# Parts of the exercise:
1. In the forum thread about the Onix bike, what model year is pantag's Onix TDF?
2. Carry the forum thread about the Onix bike forward from its last line.

# Supplied passage:

# Onix feel?



## Big Jim Mac (Jun 28, 2007)

Going tomorrow to look at an Onix, probably will be teh TDF blue although this shop has some red with the Ultrega grouppo. I'm looking for something with a little more relaxed geometry than a full blown race bike. Also tested teh new Trek Madone in the performance line and that felt nice. Will the Onix have the same feel? Also, any issues with the Onix I should fix before buying? Saw one post on crank woes. Thanks
Jim


----------



## pantag (Jul 21, 2006)

I have the '07 Onix TDF and I love it. It is a fast bike and never had a problem. You should try riding both, the TREK and the Onix and see which one fits you/like better. Both are great bikes, I just wanted something more special since around here in CT everybody has TREKS.


----------



## Big Jim Mac (Jun 28, 2007)

# Entries:

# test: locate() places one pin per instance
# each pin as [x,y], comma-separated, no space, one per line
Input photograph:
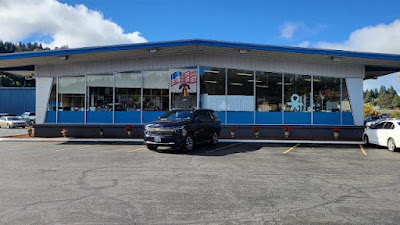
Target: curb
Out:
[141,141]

---

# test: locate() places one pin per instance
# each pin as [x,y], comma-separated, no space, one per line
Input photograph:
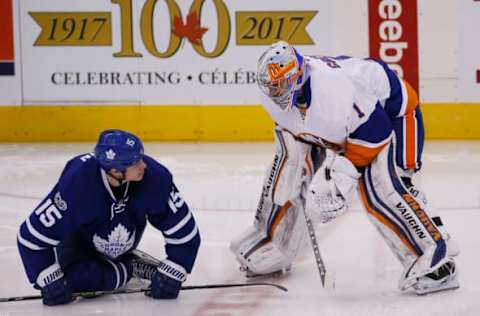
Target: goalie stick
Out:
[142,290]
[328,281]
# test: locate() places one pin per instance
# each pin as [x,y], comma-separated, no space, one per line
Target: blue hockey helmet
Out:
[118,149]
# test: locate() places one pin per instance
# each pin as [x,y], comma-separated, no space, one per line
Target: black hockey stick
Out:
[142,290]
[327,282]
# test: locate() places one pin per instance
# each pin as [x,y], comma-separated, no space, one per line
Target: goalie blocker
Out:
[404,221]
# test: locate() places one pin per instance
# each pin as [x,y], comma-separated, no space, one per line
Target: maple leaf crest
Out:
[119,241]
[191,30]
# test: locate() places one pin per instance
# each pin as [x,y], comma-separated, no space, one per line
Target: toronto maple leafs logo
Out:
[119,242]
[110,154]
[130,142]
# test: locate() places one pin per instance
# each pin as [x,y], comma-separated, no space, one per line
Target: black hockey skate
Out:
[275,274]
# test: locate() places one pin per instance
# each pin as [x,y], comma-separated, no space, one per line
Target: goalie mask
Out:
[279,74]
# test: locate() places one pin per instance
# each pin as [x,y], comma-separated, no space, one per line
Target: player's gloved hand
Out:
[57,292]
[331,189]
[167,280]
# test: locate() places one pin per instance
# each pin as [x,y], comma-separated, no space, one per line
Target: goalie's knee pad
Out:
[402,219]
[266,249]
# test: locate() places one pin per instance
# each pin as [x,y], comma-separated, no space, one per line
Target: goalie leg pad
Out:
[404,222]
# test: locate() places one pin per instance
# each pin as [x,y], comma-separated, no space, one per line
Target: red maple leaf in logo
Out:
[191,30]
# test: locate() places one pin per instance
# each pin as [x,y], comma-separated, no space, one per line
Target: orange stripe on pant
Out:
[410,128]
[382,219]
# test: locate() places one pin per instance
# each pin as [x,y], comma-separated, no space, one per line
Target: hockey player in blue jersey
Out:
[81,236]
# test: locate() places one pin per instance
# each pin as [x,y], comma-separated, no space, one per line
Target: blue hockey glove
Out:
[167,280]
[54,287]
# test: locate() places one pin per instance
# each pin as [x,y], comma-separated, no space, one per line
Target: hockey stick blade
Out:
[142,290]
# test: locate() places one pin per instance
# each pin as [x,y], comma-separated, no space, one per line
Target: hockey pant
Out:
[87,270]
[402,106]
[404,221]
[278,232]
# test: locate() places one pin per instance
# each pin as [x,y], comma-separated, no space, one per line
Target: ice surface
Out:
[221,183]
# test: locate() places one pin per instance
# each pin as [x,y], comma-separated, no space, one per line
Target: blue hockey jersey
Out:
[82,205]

==

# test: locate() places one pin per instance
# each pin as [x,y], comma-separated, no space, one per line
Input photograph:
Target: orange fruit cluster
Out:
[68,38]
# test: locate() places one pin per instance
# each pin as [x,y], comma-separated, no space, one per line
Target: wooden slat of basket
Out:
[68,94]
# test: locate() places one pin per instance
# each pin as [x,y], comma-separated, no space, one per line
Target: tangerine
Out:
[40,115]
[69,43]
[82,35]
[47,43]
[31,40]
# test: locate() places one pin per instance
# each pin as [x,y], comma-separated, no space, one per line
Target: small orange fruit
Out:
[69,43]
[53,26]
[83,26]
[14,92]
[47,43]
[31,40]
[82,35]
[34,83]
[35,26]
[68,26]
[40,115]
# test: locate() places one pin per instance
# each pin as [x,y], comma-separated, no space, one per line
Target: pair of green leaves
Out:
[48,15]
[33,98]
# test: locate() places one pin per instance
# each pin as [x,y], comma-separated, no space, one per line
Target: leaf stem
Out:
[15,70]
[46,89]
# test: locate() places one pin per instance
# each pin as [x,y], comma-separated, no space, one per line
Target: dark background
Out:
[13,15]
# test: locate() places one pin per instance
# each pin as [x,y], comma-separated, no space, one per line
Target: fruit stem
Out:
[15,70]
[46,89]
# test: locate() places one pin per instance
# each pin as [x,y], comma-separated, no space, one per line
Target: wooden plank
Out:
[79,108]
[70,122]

# Answers given:
1. '07

2.
I'm with you, really want something yo don't see that often. My mountain bike is a Yeti, which are pretty rare in Missouri. But the Trek Madone would fit that role. They are scarce as hen's teeth right now though being an 08, LBS tells me it will be September before I get one if I order now -- wife already bought one so the pressure's on me to get us road riding. I could get the Onix right now which is a big plus. Wish I could swing an Orca.


----------



## pantag (Jul 21, 2006)

Get something European. It's nice and different. Give another brand a chance and try Orbea out. The support is top notch, I am sure you will enjoy it. Buy the Orbea now and go ride with your wife. Don't waste the nice summer weather.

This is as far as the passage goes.